_YOUR OBJECTIVE:_
Arrange the lines of all the entries below as a numbered list, leaving out blank lines and the pictures.

_RECORDS SUPPLIED:_
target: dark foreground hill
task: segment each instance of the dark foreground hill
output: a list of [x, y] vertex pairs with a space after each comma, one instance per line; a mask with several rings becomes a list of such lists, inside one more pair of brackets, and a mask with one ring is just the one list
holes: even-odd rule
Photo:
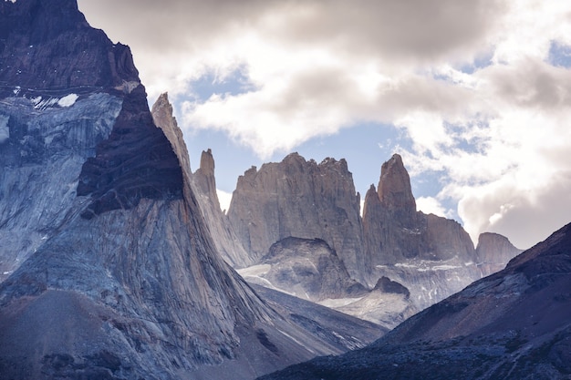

_EXERCISE RESPONSE:_
1. target: dark foreground hill
2. task: segment each instance of the dark foreground hill
3. output: a list of [x, y] vertex pairs with a space after each comma, one instance per line; a mask with several rings becomes a list of such lists, inside one more pair of brackets, and a mask with one ring is just the one list
4. holes: even-odd rule
5. Photo:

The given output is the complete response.